Count the lines in the items below that contain the word "collar", treating case as significant, and give only the number.
▬▬▬
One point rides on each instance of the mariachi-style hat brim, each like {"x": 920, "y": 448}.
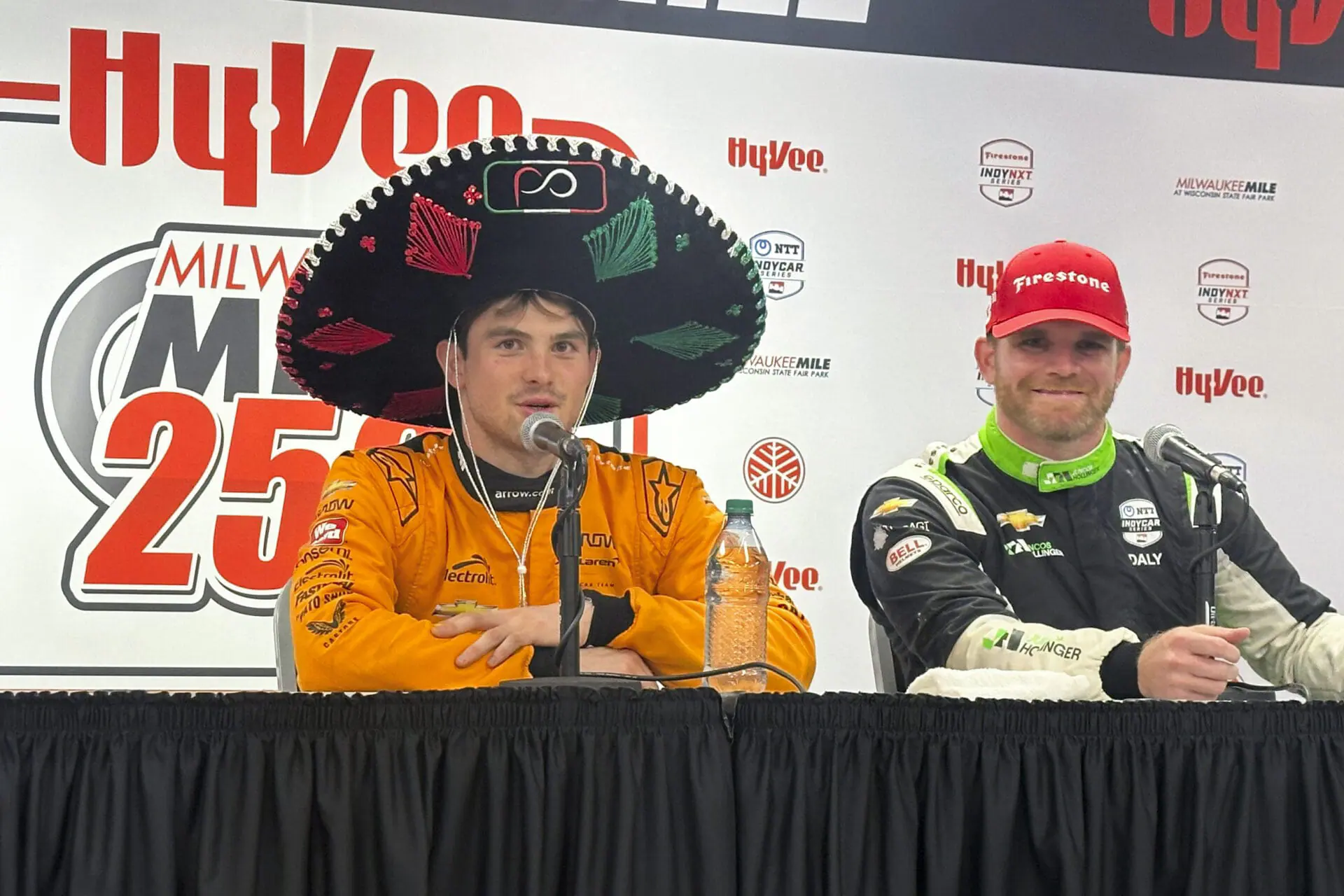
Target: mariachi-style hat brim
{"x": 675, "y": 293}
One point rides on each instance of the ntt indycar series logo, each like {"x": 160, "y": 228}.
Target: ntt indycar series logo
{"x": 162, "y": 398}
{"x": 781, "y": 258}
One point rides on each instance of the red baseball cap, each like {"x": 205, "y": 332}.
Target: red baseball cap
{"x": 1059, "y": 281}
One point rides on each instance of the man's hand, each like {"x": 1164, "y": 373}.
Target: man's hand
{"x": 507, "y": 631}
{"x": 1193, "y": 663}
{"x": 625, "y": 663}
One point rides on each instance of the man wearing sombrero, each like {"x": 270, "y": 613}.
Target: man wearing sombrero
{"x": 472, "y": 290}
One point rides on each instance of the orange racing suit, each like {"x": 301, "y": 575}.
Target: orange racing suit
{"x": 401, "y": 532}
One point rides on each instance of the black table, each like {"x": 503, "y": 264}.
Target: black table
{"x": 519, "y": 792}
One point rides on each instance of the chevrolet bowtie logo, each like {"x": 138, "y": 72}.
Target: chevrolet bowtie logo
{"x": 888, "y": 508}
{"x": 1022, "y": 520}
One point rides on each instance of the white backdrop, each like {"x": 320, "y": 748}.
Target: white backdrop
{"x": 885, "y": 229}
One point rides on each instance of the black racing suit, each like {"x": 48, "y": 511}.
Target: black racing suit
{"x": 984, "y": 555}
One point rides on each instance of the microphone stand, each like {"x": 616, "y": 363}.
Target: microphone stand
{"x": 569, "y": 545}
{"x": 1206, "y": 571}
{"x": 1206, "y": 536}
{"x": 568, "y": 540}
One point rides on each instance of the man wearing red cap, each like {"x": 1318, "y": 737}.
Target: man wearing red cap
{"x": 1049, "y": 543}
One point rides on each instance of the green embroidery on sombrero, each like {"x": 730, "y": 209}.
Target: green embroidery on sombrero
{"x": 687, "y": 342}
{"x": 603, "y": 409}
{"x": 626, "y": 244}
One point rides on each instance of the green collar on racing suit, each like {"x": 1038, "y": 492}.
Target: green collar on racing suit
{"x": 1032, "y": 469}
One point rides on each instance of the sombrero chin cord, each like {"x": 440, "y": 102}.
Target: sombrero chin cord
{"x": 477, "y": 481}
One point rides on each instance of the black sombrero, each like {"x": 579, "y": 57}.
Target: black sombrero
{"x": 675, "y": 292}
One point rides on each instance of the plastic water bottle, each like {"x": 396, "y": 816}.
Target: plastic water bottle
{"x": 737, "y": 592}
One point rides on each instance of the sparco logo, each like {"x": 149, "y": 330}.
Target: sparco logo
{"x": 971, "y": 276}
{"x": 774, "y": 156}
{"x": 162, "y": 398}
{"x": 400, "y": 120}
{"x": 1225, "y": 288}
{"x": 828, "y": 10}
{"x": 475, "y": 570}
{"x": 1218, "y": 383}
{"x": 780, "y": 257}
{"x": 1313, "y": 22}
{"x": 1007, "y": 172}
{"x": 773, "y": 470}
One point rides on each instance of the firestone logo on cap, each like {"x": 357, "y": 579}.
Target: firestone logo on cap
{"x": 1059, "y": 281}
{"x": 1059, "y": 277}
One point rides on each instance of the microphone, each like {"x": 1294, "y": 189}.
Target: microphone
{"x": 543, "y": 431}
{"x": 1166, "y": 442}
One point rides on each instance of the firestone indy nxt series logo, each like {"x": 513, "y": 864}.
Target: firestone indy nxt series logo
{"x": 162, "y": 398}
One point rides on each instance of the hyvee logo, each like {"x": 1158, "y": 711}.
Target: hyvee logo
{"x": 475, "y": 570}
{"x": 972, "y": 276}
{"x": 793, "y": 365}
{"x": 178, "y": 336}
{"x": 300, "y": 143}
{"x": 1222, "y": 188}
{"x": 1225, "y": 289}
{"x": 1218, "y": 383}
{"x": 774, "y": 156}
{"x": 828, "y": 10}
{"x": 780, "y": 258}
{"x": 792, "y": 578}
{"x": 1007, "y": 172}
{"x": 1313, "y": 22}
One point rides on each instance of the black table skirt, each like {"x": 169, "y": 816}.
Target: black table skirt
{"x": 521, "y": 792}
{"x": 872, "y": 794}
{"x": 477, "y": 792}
▬▬▬
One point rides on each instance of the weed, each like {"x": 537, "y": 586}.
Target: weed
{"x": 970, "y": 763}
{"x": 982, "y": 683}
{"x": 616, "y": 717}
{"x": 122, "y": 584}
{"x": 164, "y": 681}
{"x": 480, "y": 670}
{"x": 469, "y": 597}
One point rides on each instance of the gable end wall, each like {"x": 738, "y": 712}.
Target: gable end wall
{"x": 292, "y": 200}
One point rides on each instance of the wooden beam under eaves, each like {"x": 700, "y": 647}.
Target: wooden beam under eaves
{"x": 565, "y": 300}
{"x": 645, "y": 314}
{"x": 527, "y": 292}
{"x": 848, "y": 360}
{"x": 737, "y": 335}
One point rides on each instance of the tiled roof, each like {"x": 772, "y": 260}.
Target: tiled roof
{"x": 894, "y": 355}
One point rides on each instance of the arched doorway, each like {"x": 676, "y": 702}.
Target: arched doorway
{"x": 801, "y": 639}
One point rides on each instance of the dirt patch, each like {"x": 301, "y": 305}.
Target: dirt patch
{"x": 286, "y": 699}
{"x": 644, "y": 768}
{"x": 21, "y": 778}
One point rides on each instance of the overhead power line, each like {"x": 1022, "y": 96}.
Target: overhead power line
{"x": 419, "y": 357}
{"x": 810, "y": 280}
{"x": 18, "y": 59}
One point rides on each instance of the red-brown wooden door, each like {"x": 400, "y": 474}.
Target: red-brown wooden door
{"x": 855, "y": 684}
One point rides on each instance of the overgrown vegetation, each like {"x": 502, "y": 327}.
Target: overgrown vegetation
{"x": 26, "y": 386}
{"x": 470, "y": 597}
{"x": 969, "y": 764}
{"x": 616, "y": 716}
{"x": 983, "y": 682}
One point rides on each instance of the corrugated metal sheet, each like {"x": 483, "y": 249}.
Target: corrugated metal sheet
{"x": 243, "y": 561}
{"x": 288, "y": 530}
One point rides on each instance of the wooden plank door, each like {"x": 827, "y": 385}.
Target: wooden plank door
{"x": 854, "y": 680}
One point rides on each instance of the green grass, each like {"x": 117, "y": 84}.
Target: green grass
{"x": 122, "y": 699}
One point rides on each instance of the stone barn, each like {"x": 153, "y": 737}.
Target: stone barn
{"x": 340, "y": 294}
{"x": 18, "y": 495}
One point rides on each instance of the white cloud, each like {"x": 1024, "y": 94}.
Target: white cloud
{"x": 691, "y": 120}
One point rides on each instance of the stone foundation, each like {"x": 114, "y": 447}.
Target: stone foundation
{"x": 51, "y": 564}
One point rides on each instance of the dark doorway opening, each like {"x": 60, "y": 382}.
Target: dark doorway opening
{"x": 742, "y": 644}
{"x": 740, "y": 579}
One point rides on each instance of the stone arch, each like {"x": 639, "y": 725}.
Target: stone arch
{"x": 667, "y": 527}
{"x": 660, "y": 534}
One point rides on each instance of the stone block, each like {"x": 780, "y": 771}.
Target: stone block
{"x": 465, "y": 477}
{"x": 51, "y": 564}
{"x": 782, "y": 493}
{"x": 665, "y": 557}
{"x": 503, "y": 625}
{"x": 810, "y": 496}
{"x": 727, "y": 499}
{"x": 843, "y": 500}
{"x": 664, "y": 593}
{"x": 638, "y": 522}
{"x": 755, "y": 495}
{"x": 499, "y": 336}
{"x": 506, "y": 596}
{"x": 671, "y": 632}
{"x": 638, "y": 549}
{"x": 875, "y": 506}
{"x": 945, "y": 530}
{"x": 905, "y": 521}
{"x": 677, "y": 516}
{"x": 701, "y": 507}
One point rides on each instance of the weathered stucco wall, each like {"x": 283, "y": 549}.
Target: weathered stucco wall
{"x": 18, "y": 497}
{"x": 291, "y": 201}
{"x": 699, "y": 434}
▬▬▬
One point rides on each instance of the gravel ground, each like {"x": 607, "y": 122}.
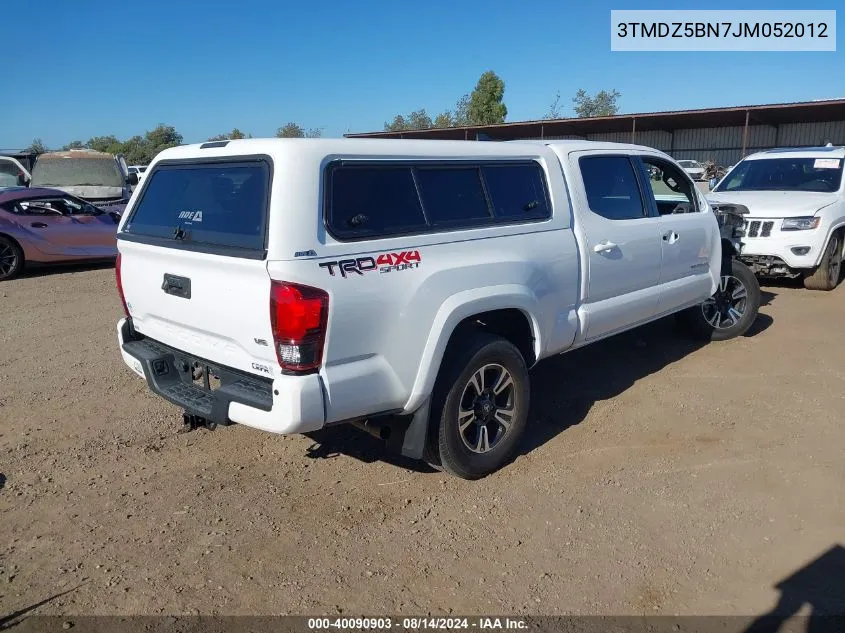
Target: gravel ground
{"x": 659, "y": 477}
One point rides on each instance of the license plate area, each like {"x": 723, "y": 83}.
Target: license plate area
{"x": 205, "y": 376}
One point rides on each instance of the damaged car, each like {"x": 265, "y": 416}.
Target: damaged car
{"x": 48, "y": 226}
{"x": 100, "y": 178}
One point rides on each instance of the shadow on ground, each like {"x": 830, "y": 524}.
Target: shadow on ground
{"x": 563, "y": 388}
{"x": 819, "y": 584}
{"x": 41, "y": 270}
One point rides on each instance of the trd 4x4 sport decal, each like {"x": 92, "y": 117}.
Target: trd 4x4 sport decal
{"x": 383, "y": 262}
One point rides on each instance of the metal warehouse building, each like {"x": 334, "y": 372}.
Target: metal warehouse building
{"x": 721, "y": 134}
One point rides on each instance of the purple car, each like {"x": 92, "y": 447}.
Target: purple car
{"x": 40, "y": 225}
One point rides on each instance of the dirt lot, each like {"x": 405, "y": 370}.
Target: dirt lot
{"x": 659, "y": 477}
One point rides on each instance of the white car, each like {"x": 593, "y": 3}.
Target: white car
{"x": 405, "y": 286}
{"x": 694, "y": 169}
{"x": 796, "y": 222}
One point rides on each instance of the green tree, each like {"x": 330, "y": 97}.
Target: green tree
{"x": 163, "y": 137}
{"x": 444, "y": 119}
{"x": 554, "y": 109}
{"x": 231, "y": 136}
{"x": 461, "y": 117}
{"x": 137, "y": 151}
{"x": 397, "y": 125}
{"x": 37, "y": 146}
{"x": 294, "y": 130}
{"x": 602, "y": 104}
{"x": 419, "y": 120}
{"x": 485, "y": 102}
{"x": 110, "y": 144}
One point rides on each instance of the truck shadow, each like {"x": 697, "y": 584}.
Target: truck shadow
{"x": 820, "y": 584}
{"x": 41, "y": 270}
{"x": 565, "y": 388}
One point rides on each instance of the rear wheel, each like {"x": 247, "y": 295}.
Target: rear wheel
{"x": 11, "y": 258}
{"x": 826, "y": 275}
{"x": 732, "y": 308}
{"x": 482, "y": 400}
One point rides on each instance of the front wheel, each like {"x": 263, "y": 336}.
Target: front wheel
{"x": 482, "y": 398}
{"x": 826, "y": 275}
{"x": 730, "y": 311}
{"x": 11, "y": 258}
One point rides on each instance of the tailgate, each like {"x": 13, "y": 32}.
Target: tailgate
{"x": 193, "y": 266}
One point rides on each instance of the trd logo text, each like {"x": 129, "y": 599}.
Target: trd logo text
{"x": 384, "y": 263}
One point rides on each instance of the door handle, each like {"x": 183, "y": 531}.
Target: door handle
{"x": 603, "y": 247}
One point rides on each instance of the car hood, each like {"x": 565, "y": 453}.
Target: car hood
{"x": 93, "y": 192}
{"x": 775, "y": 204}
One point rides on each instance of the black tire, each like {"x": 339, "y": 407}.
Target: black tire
▬▬▬
■ EXERCISE RESPONSE
2